╭─ DATASET EXCERPTS

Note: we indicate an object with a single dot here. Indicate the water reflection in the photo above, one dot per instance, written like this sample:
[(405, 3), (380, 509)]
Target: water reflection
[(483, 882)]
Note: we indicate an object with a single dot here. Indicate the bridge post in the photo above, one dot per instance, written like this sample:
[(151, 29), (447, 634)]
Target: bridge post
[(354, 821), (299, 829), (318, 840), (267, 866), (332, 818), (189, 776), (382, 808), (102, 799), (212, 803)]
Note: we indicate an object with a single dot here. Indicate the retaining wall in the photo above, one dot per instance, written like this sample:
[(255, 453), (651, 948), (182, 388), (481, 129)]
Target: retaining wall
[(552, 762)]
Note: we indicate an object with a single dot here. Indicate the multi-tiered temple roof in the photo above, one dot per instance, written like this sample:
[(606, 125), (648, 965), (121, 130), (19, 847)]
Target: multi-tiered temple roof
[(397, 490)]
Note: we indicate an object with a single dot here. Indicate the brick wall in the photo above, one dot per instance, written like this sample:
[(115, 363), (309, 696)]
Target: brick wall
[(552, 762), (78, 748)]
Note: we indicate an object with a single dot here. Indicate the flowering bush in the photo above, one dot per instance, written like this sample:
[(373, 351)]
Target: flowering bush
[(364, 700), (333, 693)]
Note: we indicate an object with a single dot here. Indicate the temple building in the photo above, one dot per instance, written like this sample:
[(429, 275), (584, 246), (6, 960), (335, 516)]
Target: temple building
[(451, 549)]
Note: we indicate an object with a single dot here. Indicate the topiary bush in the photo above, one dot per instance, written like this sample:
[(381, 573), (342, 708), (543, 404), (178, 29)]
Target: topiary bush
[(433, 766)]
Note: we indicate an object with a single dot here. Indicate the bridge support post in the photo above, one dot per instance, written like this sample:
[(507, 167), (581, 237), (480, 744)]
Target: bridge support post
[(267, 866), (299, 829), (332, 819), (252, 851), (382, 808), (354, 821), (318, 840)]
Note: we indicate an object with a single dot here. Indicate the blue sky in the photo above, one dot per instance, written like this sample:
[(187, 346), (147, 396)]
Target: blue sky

╰─

◆ WHAT IS EXPECTED ◆
Arrange everything from the line containing "Indicate the temple" down to the final line above as a Markdown table with the columns Row and Line. Number each row and leave out blank lines.

◆ ANSWER TO THE PROBLEM ◆
| Row | Line |
|---|---|
| 1 | Note: we indicate an object with a single dot here. Indicate the temple building in the photo above, one dot per instance, written like this sample: |
| 2 | [(429, 275), (584, 246), (6, 960), (335, 516)] |
| 3 | Target: temple building |
| 4 | [(451, 549)] |
| 5 | Note: we indicate an object with a single dot here. Indicate the topiary bush in the photo above, one dot per instance, written like this sample: |
| 6 | [(381, 573), (342, 708), (543, 404), (178, 29)] |
| 7 | Target: topiary bush |
| 8 | [(433, 766)] |
| 9 | Note: we indicate an object with a single dot here. Indicate the bridge support post in the photo above, one dot per instance, written like this sample: |
| 10 | [(507, 167), (581, 237), (480, 744)] |
| 11 | Target: bridge support post |
| 12 | [(267, 866), (299, 829), (332, 819), (252, 851), (382, 808), (354, 821), (318, 840)] |
| 13 | Note: we indicate an object with a single dot here. Indicate the blue sky in the photo above, one dot per instance, written like this sample: |
| 14 | [(187, 346), (147, 396)] |
| 15 | Target: blue sky |